> [Objective] Reproduce the data below word for word, line by line.

━━━━━ Provided records ━━━━━

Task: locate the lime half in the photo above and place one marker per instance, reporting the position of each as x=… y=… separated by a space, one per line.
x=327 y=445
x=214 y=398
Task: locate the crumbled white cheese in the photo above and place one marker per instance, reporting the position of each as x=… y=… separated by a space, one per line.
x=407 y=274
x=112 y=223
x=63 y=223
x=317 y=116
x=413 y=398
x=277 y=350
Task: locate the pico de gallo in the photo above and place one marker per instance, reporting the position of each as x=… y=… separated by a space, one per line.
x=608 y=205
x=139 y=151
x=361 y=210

━━━━━

> [Solved problem]
Task: locate the lime half in the photo above and place one marker per instance, reporting the position of each as x=… y=… separated by a space, one per line.
x=327 y=445
x=214 y=398
Task: locate the crumbled white cheese in the photo above and place one marker per instance, reporting the position of each as x=… y=… separated by a space, one per line.
x=407 y=274
x=112 y=223
x=63 y=223
x=317 y=116
x=413 y=398
x=277 y=350
Task: locate the pico de gallo in the photo above and place one marker per instance, reporting the position of each as x=… y=… separated by a space, one per line.
x=608 y=205
x=139 y=151
x=361 y=210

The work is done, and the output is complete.